- Your objective
Search the records for the string "grass" and copy every line in which it appears.

- Input records
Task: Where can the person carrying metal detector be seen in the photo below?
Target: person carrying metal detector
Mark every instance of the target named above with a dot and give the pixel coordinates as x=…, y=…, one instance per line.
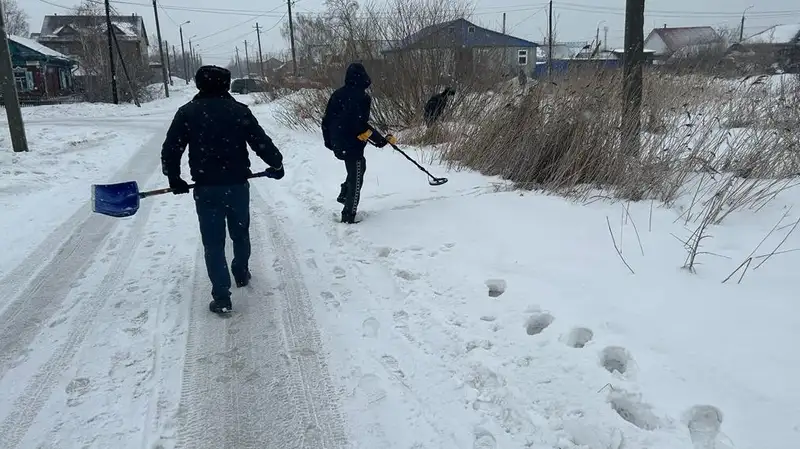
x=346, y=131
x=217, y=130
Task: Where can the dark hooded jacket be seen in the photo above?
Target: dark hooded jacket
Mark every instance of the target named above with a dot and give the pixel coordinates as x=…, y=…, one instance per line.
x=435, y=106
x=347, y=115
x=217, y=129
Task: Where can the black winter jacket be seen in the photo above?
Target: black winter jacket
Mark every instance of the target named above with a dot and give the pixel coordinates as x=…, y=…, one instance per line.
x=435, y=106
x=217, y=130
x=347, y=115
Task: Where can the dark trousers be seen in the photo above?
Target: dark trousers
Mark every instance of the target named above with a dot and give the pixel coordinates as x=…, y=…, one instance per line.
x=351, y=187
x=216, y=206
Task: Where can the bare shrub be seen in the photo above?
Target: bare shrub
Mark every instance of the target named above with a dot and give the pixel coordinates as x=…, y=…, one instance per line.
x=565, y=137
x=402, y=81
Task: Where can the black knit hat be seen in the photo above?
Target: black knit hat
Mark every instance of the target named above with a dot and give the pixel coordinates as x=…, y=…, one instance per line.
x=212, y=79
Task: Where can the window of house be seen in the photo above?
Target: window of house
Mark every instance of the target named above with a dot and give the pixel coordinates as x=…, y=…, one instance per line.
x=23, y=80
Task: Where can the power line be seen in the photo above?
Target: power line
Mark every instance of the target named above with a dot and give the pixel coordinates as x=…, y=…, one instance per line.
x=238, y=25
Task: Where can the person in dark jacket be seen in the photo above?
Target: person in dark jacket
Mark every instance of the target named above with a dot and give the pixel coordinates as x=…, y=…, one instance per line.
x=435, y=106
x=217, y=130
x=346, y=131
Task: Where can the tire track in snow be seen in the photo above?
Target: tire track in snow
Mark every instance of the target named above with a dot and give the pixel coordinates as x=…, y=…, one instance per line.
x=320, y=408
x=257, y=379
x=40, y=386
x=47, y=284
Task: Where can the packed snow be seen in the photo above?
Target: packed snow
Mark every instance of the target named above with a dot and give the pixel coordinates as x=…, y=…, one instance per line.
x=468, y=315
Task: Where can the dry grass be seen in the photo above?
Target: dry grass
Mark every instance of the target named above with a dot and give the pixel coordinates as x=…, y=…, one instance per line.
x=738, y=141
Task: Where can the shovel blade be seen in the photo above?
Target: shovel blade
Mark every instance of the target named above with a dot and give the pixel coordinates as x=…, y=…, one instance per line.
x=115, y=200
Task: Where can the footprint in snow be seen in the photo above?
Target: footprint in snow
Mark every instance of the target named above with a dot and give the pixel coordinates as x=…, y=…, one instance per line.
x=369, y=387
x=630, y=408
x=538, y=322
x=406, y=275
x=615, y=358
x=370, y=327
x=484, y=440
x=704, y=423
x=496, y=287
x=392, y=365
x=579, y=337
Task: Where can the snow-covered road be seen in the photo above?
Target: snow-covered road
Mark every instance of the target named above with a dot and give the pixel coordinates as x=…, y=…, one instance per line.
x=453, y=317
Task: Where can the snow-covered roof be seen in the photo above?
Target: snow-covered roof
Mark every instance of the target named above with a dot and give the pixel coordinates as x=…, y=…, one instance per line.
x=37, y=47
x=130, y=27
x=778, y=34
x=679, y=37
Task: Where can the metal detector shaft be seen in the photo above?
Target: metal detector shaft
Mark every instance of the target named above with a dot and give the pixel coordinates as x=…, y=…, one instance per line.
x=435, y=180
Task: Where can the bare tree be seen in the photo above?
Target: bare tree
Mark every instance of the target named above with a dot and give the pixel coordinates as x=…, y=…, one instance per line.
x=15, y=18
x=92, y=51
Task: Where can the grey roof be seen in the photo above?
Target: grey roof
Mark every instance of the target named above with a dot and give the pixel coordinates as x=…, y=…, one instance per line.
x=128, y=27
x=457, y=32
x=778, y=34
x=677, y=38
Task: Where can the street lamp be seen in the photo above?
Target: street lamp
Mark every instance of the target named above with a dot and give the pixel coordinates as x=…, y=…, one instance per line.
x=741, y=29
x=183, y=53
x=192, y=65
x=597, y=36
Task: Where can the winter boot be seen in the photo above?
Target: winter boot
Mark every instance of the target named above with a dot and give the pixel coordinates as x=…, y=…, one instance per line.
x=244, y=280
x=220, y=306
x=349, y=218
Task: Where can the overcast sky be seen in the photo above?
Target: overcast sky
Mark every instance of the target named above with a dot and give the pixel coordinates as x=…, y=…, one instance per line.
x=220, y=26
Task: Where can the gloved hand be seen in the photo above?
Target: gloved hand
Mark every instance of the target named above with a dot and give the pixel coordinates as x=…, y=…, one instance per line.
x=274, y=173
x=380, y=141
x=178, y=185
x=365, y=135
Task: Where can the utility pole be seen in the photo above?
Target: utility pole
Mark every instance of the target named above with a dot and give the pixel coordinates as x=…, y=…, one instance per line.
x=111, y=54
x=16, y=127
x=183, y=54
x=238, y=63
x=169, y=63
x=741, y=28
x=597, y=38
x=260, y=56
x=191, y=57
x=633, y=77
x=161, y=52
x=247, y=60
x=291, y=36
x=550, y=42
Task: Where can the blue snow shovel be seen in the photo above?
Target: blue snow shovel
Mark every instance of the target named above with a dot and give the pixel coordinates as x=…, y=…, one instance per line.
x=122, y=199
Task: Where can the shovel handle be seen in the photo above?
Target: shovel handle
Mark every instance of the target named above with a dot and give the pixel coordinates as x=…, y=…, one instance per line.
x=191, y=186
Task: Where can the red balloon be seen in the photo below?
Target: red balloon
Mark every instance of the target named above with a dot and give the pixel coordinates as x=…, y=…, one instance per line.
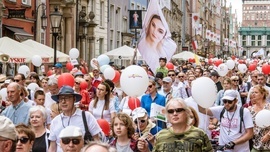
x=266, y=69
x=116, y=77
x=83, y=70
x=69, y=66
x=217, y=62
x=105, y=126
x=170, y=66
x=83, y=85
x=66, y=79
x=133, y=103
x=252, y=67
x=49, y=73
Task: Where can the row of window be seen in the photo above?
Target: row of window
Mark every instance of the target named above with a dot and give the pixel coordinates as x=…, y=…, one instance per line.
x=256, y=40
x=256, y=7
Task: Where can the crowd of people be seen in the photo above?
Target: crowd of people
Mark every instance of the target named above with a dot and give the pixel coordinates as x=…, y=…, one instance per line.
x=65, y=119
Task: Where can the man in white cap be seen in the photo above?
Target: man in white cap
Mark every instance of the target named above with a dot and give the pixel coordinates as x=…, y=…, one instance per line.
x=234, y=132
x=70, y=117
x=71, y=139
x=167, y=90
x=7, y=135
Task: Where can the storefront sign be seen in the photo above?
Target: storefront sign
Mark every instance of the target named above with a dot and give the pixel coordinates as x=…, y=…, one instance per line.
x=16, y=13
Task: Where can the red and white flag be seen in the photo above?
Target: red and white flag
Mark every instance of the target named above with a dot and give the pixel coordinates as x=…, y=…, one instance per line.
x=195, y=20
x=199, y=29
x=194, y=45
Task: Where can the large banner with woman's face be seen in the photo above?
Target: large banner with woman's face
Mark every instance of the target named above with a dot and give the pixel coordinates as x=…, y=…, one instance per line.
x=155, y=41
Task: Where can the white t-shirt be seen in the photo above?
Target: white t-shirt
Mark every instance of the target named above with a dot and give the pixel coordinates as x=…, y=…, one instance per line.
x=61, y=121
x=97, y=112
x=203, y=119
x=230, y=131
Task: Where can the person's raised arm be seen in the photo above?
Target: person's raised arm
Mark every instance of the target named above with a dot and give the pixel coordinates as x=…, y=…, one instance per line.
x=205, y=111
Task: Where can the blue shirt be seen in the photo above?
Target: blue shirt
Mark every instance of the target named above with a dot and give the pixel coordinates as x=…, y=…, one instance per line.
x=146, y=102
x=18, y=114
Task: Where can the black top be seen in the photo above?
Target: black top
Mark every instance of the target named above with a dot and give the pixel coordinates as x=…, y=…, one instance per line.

- Exercise solution
Task: Where can the dry grass be seen in the photo above?
Target: dry grass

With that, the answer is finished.